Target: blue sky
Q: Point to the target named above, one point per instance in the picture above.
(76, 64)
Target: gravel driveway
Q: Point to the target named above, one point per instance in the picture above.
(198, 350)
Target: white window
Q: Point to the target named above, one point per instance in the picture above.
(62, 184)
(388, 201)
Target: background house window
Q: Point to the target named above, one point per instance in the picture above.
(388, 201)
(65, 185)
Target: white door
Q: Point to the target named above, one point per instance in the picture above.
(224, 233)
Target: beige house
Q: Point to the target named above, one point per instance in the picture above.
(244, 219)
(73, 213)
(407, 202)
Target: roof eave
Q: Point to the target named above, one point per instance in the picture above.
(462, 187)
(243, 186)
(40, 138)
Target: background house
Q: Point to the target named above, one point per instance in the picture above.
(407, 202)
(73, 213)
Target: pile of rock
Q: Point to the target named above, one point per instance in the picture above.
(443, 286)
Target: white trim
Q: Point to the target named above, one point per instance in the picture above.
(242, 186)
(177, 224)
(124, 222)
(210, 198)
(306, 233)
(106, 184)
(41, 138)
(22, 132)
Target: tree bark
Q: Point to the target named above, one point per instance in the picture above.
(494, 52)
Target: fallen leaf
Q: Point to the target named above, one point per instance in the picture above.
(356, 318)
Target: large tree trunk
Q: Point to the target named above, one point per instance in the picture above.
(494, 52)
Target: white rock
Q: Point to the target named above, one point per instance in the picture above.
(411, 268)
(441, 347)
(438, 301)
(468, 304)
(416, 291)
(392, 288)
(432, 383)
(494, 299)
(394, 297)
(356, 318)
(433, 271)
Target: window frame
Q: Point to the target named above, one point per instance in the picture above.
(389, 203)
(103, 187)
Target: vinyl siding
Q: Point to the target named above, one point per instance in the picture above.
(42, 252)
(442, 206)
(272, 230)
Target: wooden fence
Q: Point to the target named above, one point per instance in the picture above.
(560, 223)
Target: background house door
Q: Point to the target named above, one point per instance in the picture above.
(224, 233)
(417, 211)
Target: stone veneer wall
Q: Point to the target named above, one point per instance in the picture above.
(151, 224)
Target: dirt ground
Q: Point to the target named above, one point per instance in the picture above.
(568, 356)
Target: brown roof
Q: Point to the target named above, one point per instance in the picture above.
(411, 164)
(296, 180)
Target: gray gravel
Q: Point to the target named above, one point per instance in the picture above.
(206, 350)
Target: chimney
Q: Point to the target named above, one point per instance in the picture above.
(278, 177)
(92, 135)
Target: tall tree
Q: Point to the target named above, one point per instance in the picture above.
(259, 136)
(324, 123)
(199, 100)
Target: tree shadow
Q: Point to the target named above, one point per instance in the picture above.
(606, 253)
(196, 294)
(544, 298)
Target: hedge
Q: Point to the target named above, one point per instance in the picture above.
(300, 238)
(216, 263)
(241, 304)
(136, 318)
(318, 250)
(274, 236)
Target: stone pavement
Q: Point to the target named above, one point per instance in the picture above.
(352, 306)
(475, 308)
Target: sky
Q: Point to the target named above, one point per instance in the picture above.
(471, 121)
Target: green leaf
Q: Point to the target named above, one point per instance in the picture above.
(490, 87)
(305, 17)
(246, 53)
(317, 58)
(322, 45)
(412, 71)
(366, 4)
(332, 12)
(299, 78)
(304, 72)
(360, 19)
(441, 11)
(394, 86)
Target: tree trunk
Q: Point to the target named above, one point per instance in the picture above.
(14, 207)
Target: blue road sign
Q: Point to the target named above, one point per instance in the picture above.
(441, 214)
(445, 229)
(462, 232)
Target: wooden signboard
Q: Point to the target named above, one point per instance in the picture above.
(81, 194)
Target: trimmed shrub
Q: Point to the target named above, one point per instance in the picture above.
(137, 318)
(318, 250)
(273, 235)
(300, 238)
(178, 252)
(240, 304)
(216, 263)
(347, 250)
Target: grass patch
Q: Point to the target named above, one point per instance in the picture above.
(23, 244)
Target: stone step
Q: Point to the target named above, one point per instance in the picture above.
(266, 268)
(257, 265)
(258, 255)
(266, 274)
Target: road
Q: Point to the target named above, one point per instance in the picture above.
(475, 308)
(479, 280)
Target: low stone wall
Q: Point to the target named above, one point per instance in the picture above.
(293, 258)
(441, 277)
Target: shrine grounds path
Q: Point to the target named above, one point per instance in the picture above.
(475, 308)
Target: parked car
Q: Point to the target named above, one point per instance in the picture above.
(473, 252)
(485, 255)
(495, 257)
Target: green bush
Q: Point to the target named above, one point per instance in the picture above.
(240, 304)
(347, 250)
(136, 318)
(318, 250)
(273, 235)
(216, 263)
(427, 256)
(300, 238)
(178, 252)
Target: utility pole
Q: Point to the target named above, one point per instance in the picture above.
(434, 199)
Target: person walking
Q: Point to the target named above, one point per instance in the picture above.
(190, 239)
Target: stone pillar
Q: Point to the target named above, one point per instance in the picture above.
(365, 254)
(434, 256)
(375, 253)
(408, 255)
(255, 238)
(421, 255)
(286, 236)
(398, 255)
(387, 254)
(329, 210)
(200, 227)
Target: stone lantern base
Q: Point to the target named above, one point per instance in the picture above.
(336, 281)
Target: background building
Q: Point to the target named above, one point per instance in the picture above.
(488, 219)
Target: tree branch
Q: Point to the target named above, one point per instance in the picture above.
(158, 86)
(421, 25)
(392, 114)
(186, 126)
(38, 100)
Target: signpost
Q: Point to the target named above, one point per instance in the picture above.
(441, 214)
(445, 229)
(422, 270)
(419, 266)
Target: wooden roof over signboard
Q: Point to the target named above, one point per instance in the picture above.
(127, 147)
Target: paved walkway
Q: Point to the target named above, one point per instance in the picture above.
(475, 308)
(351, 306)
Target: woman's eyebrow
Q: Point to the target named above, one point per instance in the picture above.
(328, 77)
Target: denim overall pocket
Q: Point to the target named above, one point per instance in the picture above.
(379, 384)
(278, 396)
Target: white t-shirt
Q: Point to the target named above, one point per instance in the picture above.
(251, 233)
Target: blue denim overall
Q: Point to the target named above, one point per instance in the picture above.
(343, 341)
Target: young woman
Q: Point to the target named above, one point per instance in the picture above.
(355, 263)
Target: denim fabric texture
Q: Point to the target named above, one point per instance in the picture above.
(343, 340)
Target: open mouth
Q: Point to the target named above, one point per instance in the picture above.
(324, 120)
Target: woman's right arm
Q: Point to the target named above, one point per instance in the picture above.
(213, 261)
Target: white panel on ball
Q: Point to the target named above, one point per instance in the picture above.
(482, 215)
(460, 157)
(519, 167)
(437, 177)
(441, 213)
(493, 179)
────────────────
STATED GOAL: Each line from the one containing "Target: young woman" to the end of the records should be echoed exactly, and no other line.

RESPONSE:
Target: young woman
Q: Point to the target named above, one point per instance in the picture above.
(355, 263)
Target: denim fabric texture
Q: Point to the target named above, one point per instance in the picture above.
(343, 340)
Target: open mouth
Q: Point to the target named above, one point per instance in the picture above.
(324, 120)
Target: woman's right arm
Q: Point to the target named above, one point per instance in the picture above.
(213, 261)
Target: white panel on ball
Q: Point to the target named above, one point per instance in the picture above.
(482, 215)
(460, 157)
(519, 167)
(437, 177)
(441, 213)
(493, 179)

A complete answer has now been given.